--- Begin ---
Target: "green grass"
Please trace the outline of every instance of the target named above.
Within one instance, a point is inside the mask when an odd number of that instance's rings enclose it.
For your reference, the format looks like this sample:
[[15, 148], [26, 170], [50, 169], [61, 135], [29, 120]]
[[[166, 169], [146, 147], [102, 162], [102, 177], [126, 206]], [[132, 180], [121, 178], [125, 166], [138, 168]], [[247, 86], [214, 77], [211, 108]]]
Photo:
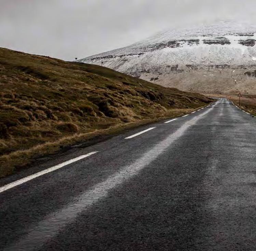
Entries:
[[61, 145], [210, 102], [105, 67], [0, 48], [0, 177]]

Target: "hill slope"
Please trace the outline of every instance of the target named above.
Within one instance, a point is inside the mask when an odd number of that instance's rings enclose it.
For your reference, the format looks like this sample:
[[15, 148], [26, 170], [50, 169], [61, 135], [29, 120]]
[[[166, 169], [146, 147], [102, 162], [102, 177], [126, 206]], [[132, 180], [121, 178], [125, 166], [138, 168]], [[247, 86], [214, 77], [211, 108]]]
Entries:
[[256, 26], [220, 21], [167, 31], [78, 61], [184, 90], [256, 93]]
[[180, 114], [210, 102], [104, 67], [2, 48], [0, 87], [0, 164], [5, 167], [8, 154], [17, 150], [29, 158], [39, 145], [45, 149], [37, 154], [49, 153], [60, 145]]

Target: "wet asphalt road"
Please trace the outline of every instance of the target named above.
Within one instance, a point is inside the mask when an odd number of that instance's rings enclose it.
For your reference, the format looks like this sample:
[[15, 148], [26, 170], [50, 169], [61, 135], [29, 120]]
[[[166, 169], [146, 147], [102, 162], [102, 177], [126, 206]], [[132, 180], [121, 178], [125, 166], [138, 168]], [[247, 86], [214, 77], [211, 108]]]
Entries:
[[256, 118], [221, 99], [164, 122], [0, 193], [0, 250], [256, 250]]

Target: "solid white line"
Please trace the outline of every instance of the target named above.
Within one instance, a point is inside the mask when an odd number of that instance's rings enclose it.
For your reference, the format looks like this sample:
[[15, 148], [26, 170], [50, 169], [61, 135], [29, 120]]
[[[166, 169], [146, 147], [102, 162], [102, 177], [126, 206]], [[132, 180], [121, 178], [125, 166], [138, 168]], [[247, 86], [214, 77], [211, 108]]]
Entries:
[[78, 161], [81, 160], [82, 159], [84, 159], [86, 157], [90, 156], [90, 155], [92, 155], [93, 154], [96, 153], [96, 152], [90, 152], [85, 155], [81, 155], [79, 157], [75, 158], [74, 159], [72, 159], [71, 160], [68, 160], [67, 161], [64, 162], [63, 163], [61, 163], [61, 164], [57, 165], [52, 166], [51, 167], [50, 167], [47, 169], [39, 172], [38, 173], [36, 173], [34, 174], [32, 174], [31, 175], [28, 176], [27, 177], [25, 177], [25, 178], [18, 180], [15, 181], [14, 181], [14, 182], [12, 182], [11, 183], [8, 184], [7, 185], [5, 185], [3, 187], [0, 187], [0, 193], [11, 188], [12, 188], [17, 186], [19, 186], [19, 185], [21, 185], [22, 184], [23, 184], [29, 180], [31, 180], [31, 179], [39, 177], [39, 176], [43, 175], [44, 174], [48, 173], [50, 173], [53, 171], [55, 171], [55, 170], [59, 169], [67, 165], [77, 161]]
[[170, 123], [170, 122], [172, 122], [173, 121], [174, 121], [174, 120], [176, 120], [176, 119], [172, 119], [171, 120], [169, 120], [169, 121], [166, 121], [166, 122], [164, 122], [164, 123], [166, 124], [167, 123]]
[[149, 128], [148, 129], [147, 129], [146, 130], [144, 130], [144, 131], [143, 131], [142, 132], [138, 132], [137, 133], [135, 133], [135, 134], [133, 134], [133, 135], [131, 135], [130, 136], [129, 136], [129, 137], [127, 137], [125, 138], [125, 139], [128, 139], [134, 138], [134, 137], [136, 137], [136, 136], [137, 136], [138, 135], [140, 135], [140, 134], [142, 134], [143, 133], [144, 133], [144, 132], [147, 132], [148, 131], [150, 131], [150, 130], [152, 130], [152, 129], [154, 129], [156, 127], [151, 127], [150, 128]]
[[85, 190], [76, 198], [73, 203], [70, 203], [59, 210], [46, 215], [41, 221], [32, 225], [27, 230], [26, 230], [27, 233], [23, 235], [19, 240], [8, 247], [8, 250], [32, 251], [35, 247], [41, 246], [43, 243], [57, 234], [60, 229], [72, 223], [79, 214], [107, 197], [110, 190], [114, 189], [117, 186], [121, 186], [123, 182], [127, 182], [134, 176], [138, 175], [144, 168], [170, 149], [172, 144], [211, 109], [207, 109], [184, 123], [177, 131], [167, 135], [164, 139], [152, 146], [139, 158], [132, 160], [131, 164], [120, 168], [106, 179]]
--- End ---
_WHAT IS EXPECTED:_
Reproduce every line of the items above word for word, omitting the picture.

_REPLY TO THE TASK:_
Target: "green grass"
Please trace the outline of every instance of the target named above.
Within one instance, a point is inside the mask when an odd number of that instance's rings enclose it.
For your reference, the format looks like this sample:
[[15, 148], [26, 170], [50, 169], [61, 135], [29, 120]]
[[[166, 169], [146, 147], [102, 162], [102, 177], [126, 206]], [[132, 180], [121, 178], [125, 166], [138, 168]], [[247, 86], [214, 77], [211, 108]]]
Photo:
Entries:
[[61, 145], [210, 102], [105, 67], [0, 48], [0, 177]]

Target: "hill slope"
Please trace the outline of every instance of the target named above.
Within one instance, a point is inside the mask when an odd number of that instance's rings enclose it.
For your reference, the format looks like this sample:
[[15, 148], [26, 170], [50, 169], [61, 135], [29, 120]]
[[[166, 169], [146, 147], [102, 162], [102, 177], [126, 206]], [[132, 180], [121, 178], [125, 166], [138, 168]], [[247, 86], [214, 77], [211, 108]]]
Entries:
[[256, 26], [220, 21], [167, 31], [78, 61], [184, 90], [256, 93]]
[[180, 114], [210, 102], [104, 67], [2, 48], [0, 87], [0, 164], [5, 167], [8, 154], [17, 150], [29, 158], [39, 145], [45, 149], [37, 154], [49, 153], [60, 145]]

Target: "wet asphalt road"
Please trace the outline of every instance of the target named above.
Within one instance, a point is inside the mask when an odd number of that instance's rings enclose it.
For your reference, the format looks like this sample:
[[15, 148], [26, 170], [50, 169], [61, 135], [29, 120]]
[[[166, 169], [146, 147], [102, 162], [102, 177], [126, 206]], [[132, 180], [121, 178], [125, 166], [138, 168]], [[247, 86], [214, 77], [211, 108]]]
Entries:
[[256, 118], [221, 99], [164, 122], [0, 193], [0, 250], [256, 250]]

Target: "solid white line"
Please trace the outline of every instance of the target named above.
Within one instance, a point is inside the mask when an odd number of that instance's rings enclose it.
For your reference, the format looks like this sample:
[[15, 148], [26, 170], [50, 169], [61, 135], [29, 120]]
[[[166, 169], [146, 147], [102, 162], [102, 177], [126, 206]], [[132, 180], [121, 178], [125, 166], [138, 168]], [[247, 86], [214, 77], [211, 108]]]
Entries:
[[78, 161], [81, 160], [82, 159], [84, 159], [86, 157], [90, 156], [90, 155], [92, 155], [93, 154], [96, 153], [96, 152], [90, 152], [85, 155], [81, 155], [79, 157], [75, 158], [74, 159], [72, 159], [71, 160], [68, 160], [67, 161], [64, 162], [63, 163], [61, 163], [61, 164], [57, 165], [52, 166], [51, 167], [50, 167], [47, 169], [39, 172], [38, 173], [36, 173], [34, 174], [32, 174], [31, 175], [28, 176], [27, 177], [25, 177], [25, 178], [18, 180], [15, 181], [14, 181], [14, 182], [12, 182], [11, 183], [8, 184], [7, 185], [5, 185], [3, 187], [0, 187], [0, 193], [11, 188], [12, 188], [17, 186], [19, 186], [19, 185], [21, 185], [22, 184], [23, 184], [29, 180], [31, 180], [31, 179], [39, 177], [39, 176], [43, 175], [44, 174], [48, 173], [50, 173], [53, 171], [55, 171], [55, 170], [59, 169], [67, 165], [77, 161]]
[[170, 123], [170, 122], [172, 122], [173, 121], [174, 121], [174, 120], [176, 120], [176, 119], [172, 119], [171, 120], [169, 120], [169, 121], [166, 121], [166, 122], [164, 122], [164, 123], [166, 124], [167, 123]]
[[149, 128], [148, 129], [147, 129], [146, 130], [144, 130], [144, 131], [143, 131], [142, 132], [138, 132], [137, 133], [135, 133], [135, 134], [133, 134], [133, 135], [131, 135], [130, 136], [129, 136], [129, 137], [127, 137], [125, 138], [125, 139], [128, 139], [134, 138], [134, 137], [136, 137], [136, 136], [137, 136], [138, 135], [140, 135], [140, 134], [142, 134], [143, 133], [144, 133], [144, 132], [147, 132], [148, 131], [150, 131], [150, 130], [152, 130], [152, 129], [154, 129], [156, 127], [151, 127], [150, 128]]
[[85, 190], [76, 198], [73, 203], [70, 203], [59, 210], [46, 215], [41, 221], [32, 225], [27, 230], [26, 230], [27, 233], [23, 235], [19, 240], [8, 247], [8, 250], [32, 251], [35, 247], [41, 246], [43, 243], [57, 234], [60, 229], [72, 223], [79, 214], [107, 197], [110, 190], [114, 189], [117, 186], [121, 186], [123, 182], [127, 182], [134, 176], [138, 175], [144, 168], [170, 149], [172, 144], [211, 109], [207, 109], [184, 123], [177, 131], [167, 135], [164, 139], [152, 146], [139, 158], [132, 160], [131, 164], [120, 168], [106, 179]]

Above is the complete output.